(Data excerpts)
* * *

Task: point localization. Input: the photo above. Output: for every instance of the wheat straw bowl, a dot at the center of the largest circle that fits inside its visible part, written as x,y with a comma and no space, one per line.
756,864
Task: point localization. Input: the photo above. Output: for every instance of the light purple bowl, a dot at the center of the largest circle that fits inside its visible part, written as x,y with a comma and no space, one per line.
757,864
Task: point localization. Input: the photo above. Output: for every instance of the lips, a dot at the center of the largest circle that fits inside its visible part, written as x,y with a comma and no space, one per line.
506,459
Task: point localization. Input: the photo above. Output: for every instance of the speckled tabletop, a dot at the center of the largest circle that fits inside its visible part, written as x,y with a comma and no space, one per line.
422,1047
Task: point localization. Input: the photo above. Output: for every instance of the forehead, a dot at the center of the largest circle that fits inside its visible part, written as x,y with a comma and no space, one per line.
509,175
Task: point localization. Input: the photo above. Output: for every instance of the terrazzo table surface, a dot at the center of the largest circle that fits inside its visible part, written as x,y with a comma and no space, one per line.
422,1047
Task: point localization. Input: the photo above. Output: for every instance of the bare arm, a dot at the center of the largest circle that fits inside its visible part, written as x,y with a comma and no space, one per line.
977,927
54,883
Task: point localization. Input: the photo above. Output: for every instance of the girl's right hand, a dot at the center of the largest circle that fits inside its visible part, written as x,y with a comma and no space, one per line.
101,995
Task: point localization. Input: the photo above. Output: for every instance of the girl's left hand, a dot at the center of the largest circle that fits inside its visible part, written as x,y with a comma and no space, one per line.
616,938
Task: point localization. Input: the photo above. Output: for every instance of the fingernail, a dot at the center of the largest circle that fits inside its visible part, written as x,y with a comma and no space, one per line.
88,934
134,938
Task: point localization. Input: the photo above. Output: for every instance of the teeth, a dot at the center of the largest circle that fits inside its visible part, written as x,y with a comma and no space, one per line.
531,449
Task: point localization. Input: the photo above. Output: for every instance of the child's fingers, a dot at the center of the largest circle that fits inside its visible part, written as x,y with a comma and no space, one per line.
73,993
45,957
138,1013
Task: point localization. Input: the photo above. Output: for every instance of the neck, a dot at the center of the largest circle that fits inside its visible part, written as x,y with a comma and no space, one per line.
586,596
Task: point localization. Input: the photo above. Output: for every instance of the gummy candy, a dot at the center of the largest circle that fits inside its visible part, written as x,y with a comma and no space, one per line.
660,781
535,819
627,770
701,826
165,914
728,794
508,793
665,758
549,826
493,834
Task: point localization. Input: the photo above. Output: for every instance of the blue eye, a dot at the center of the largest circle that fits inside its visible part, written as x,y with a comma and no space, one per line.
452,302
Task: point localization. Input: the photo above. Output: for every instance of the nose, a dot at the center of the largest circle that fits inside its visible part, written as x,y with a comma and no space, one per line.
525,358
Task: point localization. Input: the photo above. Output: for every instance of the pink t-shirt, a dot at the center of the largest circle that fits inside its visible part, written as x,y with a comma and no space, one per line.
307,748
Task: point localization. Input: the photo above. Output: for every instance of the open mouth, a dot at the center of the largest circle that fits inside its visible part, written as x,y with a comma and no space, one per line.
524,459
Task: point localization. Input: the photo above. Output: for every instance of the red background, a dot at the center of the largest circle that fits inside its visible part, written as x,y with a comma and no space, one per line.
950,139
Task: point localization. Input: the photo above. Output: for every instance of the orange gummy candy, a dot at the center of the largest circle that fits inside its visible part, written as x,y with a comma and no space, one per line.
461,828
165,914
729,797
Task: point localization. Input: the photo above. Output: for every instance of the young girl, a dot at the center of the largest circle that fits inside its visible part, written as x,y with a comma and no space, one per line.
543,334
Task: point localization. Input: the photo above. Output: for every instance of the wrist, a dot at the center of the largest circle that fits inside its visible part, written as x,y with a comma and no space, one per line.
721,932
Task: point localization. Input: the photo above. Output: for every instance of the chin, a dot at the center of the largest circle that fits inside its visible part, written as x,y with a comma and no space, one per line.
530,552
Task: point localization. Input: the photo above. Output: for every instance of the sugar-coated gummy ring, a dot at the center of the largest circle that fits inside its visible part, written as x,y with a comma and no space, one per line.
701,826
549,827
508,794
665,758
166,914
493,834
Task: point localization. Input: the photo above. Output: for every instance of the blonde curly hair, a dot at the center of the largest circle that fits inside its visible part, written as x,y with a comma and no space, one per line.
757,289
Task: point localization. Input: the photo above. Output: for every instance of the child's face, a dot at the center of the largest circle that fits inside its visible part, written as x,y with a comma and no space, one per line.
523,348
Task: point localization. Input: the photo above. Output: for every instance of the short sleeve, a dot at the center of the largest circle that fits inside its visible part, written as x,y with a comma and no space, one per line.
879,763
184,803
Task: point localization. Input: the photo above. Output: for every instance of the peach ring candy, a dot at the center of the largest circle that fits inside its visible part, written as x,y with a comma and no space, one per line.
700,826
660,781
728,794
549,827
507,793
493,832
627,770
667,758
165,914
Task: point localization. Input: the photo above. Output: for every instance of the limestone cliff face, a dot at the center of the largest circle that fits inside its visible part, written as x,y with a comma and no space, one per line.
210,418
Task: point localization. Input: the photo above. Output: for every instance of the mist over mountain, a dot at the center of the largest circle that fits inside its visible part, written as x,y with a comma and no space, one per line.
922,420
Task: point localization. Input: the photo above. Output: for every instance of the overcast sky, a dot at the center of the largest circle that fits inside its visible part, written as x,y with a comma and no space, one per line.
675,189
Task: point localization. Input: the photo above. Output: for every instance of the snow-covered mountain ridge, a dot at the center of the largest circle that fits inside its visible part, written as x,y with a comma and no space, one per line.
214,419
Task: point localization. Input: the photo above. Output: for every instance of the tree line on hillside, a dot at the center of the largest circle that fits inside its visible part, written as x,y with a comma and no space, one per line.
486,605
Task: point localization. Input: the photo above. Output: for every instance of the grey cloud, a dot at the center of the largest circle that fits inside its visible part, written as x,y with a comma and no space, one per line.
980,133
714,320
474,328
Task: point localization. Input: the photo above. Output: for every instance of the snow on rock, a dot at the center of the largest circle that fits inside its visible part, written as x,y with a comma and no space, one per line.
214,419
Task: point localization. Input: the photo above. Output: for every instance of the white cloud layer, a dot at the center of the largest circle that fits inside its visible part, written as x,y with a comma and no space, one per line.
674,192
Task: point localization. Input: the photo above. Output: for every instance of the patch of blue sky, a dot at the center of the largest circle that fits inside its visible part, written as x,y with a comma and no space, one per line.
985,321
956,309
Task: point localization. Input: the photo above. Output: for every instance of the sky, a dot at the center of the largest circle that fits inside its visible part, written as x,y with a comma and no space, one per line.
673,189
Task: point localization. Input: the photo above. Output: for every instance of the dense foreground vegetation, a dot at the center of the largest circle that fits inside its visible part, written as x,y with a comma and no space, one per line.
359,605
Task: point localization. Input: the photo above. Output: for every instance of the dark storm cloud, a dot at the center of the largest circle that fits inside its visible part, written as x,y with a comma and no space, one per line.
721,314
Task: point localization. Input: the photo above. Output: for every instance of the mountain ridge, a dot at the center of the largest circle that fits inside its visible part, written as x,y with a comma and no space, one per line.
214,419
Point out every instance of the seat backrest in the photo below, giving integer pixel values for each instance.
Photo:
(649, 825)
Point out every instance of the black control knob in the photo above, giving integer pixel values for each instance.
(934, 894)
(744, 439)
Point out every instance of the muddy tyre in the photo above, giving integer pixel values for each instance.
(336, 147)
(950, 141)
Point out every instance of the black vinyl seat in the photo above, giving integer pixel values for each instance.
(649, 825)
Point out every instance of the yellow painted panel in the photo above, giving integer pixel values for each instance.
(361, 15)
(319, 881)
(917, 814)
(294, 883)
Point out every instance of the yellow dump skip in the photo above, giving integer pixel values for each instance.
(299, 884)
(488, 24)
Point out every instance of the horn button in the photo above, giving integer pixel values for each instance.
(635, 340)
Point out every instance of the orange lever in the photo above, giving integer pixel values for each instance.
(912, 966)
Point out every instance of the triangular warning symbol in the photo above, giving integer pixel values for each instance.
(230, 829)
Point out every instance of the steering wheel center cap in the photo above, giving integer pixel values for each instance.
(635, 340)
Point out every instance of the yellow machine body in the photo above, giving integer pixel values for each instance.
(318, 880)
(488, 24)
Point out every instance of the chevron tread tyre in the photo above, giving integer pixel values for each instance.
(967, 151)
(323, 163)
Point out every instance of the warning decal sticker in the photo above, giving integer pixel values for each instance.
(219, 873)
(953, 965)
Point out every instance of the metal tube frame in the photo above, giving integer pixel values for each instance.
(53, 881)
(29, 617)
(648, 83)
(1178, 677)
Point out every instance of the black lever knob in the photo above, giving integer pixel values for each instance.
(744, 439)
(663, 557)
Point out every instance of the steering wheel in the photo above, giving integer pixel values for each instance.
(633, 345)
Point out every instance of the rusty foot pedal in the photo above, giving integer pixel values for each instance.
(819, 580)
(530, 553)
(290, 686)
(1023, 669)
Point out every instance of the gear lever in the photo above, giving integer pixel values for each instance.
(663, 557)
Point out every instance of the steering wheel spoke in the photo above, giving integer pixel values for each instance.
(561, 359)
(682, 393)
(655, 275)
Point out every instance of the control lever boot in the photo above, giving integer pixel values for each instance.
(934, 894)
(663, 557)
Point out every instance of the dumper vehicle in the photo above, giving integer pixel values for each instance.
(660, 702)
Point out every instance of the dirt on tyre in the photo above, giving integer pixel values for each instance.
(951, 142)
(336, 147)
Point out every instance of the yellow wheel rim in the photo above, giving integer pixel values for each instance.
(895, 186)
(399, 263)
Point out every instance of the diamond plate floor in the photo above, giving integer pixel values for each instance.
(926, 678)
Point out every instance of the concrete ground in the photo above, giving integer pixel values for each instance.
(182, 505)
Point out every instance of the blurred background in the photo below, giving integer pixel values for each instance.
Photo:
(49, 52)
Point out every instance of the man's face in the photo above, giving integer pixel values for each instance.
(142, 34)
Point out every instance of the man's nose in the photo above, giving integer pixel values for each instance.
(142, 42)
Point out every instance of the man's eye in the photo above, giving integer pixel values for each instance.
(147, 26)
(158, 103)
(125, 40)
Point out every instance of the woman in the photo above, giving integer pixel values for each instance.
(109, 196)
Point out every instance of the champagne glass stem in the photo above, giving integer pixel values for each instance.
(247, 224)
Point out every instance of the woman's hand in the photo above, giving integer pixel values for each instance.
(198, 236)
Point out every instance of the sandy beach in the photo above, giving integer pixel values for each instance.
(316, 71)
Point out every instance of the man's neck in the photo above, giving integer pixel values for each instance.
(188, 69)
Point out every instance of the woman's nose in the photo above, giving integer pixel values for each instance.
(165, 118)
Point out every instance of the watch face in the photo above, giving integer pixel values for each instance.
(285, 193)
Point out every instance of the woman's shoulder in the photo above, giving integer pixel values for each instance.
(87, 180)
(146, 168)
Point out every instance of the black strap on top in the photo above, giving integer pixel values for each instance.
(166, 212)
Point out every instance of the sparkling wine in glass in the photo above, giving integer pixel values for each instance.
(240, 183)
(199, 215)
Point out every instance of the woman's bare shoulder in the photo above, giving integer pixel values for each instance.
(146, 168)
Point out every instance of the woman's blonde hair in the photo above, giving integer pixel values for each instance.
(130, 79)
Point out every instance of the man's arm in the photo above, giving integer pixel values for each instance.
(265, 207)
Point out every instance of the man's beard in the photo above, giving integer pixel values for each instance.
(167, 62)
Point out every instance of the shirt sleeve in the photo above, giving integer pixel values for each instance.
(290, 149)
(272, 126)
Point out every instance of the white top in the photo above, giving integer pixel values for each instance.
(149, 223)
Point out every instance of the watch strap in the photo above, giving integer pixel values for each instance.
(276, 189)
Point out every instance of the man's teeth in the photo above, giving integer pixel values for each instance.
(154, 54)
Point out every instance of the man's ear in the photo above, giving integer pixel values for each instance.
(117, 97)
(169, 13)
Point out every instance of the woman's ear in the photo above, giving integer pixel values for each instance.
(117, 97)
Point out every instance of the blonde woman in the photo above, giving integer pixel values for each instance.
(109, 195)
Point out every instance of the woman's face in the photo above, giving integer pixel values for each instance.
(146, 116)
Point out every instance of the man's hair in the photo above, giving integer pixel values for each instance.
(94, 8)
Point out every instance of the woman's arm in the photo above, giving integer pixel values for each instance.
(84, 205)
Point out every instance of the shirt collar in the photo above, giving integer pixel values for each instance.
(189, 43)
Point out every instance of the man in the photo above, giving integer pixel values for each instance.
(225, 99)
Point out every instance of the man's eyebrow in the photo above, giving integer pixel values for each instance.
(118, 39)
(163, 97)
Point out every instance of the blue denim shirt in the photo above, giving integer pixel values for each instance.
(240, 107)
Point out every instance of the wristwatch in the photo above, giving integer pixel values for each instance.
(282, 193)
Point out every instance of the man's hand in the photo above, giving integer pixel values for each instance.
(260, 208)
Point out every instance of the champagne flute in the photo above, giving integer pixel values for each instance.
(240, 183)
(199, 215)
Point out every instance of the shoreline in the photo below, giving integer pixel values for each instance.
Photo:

* * *

→ **ACTIVITY**
Note every line of the entries in which "below" appears, and copy it down.

→ **RESULT OF THIS EXERCISE**
Point out every instance of the seat backrest in the photo below, giving integer pixel values for each instance.
Point out every instance of the blurred background in the photo below, giving integer pixel values for each instance.
Point out every instance of the shoreline in the photo below, giving integer pixel values for each instance.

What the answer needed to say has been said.